Exercise brief =
Reproduce every line in the stretch from the line containing "TARGET: green lawn" through the line containing "[(265, 173)]", shifting each coordinate in the answer lists by -150.

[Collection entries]
»»

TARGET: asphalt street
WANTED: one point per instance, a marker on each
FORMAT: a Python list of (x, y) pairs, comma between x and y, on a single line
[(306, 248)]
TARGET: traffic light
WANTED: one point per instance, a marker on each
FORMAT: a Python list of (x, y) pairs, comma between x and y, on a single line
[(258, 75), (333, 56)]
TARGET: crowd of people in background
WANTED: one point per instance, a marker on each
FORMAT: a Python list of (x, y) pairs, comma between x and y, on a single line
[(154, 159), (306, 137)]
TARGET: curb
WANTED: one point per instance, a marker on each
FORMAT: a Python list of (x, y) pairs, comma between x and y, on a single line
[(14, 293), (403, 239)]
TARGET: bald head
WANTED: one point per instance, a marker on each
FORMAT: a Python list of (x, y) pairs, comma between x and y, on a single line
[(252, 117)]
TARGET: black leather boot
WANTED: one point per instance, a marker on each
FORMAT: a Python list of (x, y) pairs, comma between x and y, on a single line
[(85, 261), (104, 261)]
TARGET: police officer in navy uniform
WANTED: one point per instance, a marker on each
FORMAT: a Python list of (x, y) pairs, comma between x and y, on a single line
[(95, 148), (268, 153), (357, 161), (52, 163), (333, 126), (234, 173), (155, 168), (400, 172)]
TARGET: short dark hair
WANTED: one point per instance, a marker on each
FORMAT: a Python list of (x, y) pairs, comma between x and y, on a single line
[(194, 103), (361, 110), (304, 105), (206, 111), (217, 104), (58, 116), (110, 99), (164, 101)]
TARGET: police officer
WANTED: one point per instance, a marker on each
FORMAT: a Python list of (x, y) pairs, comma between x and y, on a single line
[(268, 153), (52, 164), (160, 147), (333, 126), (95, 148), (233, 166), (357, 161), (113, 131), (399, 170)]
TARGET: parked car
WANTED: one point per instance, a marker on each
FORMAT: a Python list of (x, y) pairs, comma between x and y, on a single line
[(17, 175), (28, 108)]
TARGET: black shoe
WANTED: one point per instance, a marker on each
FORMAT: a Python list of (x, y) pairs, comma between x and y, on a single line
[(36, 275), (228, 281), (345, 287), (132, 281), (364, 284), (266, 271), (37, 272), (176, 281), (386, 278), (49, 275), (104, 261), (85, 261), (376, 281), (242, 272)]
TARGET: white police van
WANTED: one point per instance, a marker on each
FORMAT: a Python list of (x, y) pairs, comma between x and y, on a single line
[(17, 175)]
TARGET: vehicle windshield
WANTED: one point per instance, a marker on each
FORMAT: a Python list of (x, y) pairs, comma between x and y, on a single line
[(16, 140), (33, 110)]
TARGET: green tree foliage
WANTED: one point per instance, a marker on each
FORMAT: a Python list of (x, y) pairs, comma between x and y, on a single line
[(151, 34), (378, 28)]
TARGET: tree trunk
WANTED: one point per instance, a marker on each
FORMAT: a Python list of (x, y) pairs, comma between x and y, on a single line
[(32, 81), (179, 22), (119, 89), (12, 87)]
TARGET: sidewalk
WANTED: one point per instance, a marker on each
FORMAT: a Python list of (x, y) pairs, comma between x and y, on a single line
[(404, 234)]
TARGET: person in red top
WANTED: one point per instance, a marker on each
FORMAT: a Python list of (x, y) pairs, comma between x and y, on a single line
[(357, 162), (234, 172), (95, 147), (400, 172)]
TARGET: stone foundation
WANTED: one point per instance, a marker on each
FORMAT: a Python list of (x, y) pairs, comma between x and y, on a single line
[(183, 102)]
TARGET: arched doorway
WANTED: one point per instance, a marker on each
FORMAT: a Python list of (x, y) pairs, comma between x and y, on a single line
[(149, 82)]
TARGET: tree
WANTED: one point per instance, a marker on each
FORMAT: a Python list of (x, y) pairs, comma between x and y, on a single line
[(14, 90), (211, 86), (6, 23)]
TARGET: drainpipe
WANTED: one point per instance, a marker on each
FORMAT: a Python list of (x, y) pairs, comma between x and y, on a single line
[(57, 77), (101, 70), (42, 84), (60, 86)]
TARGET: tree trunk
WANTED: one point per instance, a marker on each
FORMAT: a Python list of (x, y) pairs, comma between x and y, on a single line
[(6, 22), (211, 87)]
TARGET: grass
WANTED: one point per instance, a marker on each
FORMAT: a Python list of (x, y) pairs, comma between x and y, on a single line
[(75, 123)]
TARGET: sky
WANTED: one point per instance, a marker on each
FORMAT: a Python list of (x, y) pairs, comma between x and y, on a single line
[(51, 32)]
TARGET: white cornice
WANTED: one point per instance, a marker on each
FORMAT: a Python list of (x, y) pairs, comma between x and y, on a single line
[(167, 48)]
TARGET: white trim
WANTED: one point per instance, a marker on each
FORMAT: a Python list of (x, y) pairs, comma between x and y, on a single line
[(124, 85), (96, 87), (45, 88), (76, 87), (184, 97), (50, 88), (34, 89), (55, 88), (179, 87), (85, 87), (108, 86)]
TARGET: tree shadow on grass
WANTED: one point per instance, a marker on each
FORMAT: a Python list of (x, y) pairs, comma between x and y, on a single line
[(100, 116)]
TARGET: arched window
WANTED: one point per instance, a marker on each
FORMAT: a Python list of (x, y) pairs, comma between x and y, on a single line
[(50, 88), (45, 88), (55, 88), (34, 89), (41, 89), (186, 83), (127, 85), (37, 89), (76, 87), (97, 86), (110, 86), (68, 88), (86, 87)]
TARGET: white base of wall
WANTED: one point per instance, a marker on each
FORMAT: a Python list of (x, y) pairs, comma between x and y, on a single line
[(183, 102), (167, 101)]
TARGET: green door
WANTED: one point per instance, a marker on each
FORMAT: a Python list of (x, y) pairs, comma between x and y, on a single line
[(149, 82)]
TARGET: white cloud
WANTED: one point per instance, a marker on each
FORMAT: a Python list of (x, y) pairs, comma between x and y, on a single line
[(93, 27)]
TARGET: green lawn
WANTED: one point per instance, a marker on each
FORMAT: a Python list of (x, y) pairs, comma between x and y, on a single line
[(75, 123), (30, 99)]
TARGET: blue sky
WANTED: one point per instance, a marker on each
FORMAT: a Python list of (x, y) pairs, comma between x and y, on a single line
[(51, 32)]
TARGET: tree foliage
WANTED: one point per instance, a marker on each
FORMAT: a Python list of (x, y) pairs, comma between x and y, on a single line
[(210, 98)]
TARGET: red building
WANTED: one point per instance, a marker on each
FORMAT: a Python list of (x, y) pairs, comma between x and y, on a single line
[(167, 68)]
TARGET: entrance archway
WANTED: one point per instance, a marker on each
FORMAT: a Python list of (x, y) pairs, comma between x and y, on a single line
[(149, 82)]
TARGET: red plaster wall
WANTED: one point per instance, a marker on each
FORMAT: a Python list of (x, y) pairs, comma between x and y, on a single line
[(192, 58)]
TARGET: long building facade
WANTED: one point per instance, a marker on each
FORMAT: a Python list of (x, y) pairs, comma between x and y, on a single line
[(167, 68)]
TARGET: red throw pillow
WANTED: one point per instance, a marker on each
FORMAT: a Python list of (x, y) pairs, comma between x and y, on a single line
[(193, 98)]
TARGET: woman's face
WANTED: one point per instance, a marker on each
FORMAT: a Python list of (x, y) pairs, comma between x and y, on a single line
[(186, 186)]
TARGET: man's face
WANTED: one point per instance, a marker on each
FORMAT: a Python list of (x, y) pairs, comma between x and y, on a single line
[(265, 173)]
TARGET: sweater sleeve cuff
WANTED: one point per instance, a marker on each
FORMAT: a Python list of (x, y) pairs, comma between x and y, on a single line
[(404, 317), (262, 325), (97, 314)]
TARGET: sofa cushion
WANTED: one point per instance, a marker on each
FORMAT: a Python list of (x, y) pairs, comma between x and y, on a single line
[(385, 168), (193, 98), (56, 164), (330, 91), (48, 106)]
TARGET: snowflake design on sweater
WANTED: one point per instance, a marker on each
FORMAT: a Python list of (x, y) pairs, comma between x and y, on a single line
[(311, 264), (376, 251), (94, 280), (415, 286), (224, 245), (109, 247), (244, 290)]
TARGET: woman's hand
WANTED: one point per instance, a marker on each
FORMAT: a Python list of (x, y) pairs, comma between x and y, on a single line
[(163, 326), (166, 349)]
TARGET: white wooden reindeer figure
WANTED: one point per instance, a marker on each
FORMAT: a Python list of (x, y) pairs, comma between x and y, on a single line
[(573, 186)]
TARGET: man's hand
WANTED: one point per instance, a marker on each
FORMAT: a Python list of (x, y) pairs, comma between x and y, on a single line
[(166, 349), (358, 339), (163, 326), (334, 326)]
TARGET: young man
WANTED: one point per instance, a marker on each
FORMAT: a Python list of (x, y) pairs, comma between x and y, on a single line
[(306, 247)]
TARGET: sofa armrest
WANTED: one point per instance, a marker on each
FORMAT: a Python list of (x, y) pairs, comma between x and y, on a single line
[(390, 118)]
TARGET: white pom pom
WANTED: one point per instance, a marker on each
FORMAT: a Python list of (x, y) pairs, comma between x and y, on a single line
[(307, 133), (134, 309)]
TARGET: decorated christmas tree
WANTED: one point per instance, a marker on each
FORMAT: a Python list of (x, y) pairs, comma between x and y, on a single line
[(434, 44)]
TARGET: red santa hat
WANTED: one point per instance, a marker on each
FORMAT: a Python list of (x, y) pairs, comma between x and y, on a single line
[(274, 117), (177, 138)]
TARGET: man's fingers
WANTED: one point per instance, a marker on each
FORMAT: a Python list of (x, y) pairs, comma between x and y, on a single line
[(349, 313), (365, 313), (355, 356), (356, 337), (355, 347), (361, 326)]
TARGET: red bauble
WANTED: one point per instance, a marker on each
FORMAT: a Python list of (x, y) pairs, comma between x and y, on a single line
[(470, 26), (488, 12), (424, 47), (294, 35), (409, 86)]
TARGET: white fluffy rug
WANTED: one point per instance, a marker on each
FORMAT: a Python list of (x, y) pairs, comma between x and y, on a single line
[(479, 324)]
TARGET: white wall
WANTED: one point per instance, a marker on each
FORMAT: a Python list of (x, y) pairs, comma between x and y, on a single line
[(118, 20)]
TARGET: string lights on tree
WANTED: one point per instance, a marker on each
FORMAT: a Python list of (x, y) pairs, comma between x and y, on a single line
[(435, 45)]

««

The completed task =
TARGET: green lawn
WANTED: one point per instance, a marker on each
FORMAT: a Python list of (x, y) pairs, comma between x and y, on a single line
[(-75, -27), (-120, -51)]
TARGET: blue sky
WANTED: one point per instance, a marker on each
FORMAT: a Python list of (x, y) pairs, comma between x and y, on a single line
[(-99, -118)]
TARGET: tree foliage
WANTED: one point per instance, a marker on each
FORMAT: a Python list of (x, y) pairs, comma between x and y, on a single line
[(60, -52)]
TARGET: red building
WANTED: one point per instance, a marker on each
FORMAT: a Python list of (x, y) pairs, comma between x and y, on a single line
[(17, -82)]
TARGET: entrance archway
WANTED: one point per instance, a marker on each
FORMAT: a Python list of (x, y) pairs, comma between x and y, on a single line
[(-1, -68)]
TARGET: red plaster wall
WANTED: one point per instance, a marker on each
FORMAT: a Python list of (x, y) pairs, comma between x and y, on a single line
[(42, -92)]
TARGET: long building facade
WANTED: one point per instance, a marker on each
FORMAT: a Python list of (x, y) pairs, comma between x and y, on a single line
[(17, -82)]
TARGET: red throw pillow
WANTED: one point per instance, a marker on each
FORMAT: a Python list of (x, y) pairs, comma between x and y, on a single line
[(43, -52)]
TARGET: woman's face
WANTED: one point per instance, a marker on each
FORMAT: a Python list of (x, y) pairs, comma between x and y, on a single line
[(36, 36)]
TARGET: man's face
WANTED: one point per instance, a marker on each
FORMAT: a Python list of (x, y) pairs, comma between x and y, on a single line
[(115, 23)]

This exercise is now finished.